─── RECORDS SHOWN

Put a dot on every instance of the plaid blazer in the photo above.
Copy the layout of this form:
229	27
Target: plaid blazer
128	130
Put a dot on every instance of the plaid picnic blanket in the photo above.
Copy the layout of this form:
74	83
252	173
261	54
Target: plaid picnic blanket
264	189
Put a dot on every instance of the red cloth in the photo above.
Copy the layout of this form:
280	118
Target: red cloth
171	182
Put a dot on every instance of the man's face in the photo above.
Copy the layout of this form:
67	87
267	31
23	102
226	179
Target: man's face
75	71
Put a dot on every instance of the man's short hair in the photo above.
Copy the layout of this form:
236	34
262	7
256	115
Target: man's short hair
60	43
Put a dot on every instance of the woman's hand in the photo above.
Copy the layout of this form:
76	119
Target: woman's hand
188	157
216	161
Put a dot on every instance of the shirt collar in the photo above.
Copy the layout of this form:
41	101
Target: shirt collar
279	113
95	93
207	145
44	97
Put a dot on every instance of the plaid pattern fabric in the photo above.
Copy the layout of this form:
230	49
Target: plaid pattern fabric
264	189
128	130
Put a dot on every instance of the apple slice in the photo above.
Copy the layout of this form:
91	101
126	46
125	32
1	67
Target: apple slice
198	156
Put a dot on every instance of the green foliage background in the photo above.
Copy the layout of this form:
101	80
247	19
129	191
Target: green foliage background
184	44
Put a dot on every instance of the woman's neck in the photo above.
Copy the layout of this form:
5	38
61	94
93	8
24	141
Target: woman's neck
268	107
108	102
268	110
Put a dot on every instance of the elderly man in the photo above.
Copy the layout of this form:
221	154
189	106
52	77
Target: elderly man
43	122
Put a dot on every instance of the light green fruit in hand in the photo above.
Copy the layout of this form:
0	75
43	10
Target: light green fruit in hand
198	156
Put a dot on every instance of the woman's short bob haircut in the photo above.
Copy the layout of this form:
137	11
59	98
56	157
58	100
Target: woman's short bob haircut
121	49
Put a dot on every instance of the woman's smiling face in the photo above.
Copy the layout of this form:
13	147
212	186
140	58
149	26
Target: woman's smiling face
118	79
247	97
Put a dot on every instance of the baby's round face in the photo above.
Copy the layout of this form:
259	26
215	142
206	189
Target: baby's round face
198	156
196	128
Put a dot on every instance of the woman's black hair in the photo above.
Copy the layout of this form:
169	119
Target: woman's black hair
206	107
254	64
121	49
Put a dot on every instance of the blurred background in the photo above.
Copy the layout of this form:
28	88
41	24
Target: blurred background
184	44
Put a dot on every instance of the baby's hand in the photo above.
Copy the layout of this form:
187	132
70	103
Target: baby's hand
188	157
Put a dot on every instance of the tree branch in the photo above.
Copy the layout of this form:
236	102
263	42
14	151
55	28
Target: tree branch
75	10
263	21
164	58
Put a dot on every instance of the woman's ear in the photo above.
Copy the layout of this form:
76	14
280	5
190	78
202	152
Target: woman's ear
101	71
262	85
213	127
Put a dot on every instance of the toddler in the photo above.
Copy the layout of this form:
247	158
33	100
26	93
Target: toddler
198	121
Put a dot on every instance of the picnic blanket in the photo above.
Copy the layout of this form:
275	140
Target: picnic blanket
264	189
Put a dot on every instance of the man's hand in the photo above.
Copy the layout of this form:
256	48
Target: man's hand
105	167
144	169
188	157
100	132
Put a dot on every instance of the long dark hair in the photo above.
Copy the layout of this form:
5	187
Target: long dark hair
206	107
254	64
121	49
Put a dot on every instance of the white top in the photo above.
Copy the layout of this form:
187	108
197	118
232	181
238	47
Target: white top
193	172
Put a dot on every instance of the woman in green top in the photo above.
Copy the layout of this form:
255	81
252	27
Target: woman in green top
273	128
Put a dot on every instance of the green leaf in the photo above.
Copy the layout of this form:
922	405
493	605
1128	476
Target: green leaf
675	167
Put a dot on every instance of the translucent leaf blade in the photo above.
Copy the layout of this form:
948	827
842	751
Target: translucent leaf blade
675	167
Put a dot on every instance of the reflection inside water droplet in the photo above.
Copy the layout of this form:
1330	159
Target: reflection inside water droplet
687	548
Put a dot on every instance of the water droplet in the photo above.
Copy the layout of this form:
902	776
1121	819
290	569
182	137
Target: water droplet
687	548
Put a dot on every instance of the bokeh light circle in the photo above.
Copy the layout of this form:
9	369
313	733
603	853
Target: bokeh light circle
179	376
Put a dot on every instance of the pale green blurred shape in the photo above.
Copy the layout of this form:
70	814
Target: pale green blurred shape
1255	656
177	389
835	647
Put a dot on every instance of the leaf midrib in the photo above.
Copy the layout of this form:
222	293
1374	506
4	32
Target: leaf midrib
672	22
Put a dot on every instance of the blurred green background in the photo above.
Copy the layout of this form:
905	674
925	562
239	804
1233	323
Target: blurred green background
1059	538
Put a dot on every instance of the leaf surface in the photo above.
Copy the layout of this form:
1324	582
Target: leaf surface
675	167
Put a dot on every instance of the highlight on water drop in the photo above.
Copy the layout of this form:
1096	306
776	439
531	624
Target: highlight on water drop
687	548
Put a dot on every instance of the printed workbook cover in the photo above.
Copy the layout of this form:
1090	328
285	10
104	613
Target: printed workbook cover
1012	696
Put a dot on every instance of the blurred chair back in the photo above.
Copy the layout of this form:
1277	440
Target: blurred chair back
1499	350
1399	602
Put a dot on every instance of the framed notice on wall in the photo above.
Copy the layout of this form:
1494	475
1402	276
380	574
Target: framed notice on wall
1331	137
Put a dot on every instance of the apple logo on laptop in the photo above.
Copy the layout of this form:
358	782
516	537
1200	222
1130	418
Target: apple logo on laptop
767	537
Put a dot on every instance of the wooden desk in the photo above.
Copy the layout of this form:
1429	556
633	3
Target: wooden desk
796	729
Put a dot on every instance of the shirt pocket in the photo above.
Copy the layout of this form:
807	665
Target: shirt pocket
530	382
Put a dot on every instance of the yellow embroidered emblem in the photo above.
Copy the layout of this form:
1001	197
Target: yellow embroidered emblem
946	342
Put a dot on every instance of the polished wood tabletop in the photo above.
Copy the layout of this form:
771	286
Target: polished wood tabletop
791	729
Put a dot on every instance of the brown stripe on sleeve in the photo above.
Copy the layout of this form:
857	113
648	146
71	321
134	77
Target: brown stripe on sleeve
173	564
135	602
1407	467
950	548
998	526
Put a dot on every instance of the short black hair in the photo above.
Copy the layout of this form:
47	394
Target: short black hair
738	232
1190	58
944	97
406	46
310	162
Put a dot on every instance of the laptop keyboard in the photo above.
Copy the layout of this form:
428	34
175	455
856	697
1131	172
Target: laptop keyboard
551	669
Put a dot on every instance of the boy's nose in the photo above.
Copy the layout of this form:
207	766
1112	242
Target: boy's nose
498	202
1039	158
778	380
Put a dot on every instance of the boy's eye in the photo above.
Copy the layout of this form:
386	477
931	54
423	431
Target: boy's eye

──────

DIRECTION ::
Reproduce the full listing exactly.

RESULT OF THE EXERCISE ::
Put a dot on every instance of the plaid blazer in the photo above.
Copy the layout of this form:
229	27
Target: plaid blazer
128	130
Put a dot on every instance of the plaid picnic blanket in the photo above.
Copy the layout of this form:
74	83
252	173
261	54
Target: plaid picnic blanket
264	189
Put a dot on every instance of the red cloth in the photo above.
Copy the layout of this form:
280	118
Target: red cloth
171	182
Put a dot on every instance of the man's face in the photo above.
Copy the layout of this form:
67	87
267	31
23	102
226	179
Target: man's face
75	71
Put a dot on every instance of the man's short hair in the photo above.
Copy the layout of this form:
236	34
262	7
256	115
Target: man's short hair
60	43
Put a dot on every instance of the woman's hand in the photo above.
Copy the layout of this form:
76	119
Target: woman's hand
188	157
216	161
Put a dot on every instance of the shirt collar in the photo above.
Copy the layout of this form:
41	101
Target: shirt collar
279	113
95	93
207	145
44	97
Put a dot on every instance of the plaid pattern fabric in the photo above.
Copy the layout of this form:
230	49
Target: plaid pattern fabric
264	189
128	130
Put a dot on every instance of the apple slice in the photo above.
Copy the layout of this form:
91	101
126	46
125	32
1	67
Target: apple slice
198	156
Put a dot on every instance of the green foliage background in the photo above.
Copy the layout of this form:
101	80
247	19
129	191
Target: green foliage background
184	44
Put a dot on every instance of the woman's neck in the photo above.
Copy the layout of this form:
5	38
61	94
93	8
24	141
Target: woman's neck
268	107
108	102
268	110
Put a dot on every instance of the elderly man in the photo above.
Copy the layout of this form:
221	154
189	106
52	77
Target: elderly man
43	122
Put a dot on every instance of the light green fruit in hand in the photo above.
Copy the layout of this form:
0	75
43	10
Target: light green fruit in hand
198	156
Put a dot on every instance of the woman's short bob haircut in the photo above.
Copy the layout of this form:
137	11
59	98
56	157
58	100
Target: woman's short bob haircut
121	49
Put a dot on every instance of the woman's smiling face in the photo above.
Copy the layout of this form:
13	147
212	186
140	58
149	26
Target: woman's smiling face
118	79
247	97
Put a dot on every instance of the baby's round face in the photo above.
Copy the layout of this form:
259	26
215	142
206	189
Target: baby's round face
198	156
196	128
Put a dot on every instance of the woman's black hair in the photo above.
Copy the layout of this form:
169	119
Target: woman's black hair
206	107
254	64
121	49
Put a dot on every instance of the blurred background in the photo above.
Copy the layout of this form:
28	88
41	24
Target: blurred background
184	44
Put a dot on every instance of the baby's hand in the photo above.
Copy the layout of this form:
187	132
70	103
Target: baby's hand
188	157
Put a dot on every instance of the tree branch in the photo above.
Copy the layout of this form:
236	102
263	42
14	151
55	28
Target: tree branch
75	10
263	21
164	58
Put a dot on every instance of the woman's ear in the photo above.
Copy the layout of this form:
76	14
280	5
190	78
202	152
Target: woman's ear
101	71
262	85
213	127
Put a dot on every instance of the toddler in the photo above.
Copy the layout of this form:
247	158
33	100
26	93
Target: toddler
198	121
Put a dot on every instance of the picnic blanket in the photo above.
Copy the layout of this form:
275	140
Target: picnic blanket
264	189
Put a dot on every instance of the man's hand in the photo above.
Copy the layout of this form:
256	48
Target: man's hand
105	167
144	169
188	157
100	132
Put a dot on every instance of the long dark hair in the photo above.
Copy the layout of this form:
5	187
Target: long dark hair
206	107
254	64
121	49
Put a dot on every instance of the white top in the photo above.
Copy the layout of this form:
187	108
197	118
232	181
238	47
Target: white top
193	172
Put a dot on every instance of the woman in green top in the photo above.
Copy the layout of this form:
255	81
252	27
Target: woman in green top
273	128
Put a dot on every instance of the green leaf in the photo above.
Copy the layout of this form:
922	405
493	605
1128	476
Target: green leaf
675	167
Put a dot on every instance of the translucent leaf blade in the photo above.
Copy the layout of this form:
948	827
842	751
Target: translucent leaf blade
675	167
Put a dot on every instance of the reflection inside water droplet in the photo above.
Copy the layout of this form:
1330	159
Target: reflection inside water droplet
687	548
Put a dot on every instance of the water droplet in the photo above.
Copy the layout of this form:
902	776
1121	819
290	569
182	137
Target: water droplet
687	548
Put a dot on every instance of the bokeh light circle in the photo above.
Copy the layout of this form:
9	369
313	733
603	853
Target: bokeh light circle
179	376
Put a dot on every instance of the pale green blurred shape in the photo above.
Copy the layout of this form:
70	814
Target: pale green blurred shape
1255	656
177	389
835	647
Put a dot on every instance of the leaf midrib in the photo above.
Copy the layout of this form:
222	293
1374	506
4	32
Target: leaf midrib
672	22
Put a dot on every instance of the blurred green background in the photo above.
Copy the layout of this form:
905	674
925	562
239	804
1233	323
Target: blurred green background
1059	538
Put a dot on every instance of the leaf surface in the photo above.
Copy the layout of this form:
1324	582
Target: leaf surface
675	167
Put a dot on every instance of the highlight on water drop in the photo above.
Copy the layout of this form:
1096	306
776	439
531	624
Target: highlight on water drop
687	548
Put a dot on every instance of the printed workbook cover in the photo above.
Copy the layout of this form:
1090	328
285	10
104	613
Target: printed workbook cover
1012	696
Put a dot on every instance of the blurred chair back in the photo above.
Copy the layout of this form:
1277	440
Target: blurred chair back
1499	350
1399	602
Put a dot on every instance of the framed notice on wall in the photo above.
Copy the layout of this form:
1494	475
1402	276
380	574
Target: framed notice on wall
1331	137
Put a dot on every instance of the apple logo on laptop in the photo above.
Copy the layout of this form:
358	782
516	537
1200	222
1130	418
Target: apple logo on laptop
767	537
Put a dot on every instance of the wooden desk in the photo above.
Copy the layout of this form:
1429	556
633	3
Target: wooden desk
796	729
Put a dot on every instance of the shirt pocket in the photo above.
Copy the layout of this form:
807	665
Target: shirt pocket
530	382
Put a dot on every instance of the yellow embroidered emblem in the photo above.
Copy the layout of this form:
1001	197
Target: yellow embroidered emblem
946	342
Put a dot on every instance of the polished wood tabletop in the photo above.
Copy the layout of this form:
771	286
Target: polished wood tabletop
791	729
Put a dot on every instance of the brown stripe on sleeve in the photo above.
Copy the layout of this form:
857	113
648	146
71	321
134	77
Target: brown stripe on sleeve
173	564
135	602
1407	467
950	548
998	526
Put a dot on every instance of the short black hair in the photo above.
Copy the layout of this form:
47	394
Target: short black hair
738	232
1190	58
944	97
406	46
310	162
Put a dot on every instance of the laptop keyboard in the photo above.
Copy the layout of this form:
428	34
175	455
856	697
1131	172
Target: laptop keyboard
551	669
Put a dot on every instance of the boy's nose in the photo above.
Copy the layout of this form:
207	766
1112	242
Target: boy's nose
498	202
1039	158
778	380
Put a dot on every instance of the boy's eye in the photo above.
Copy the layout of this form:
386	477
931	54
423	431
Target: boy's eye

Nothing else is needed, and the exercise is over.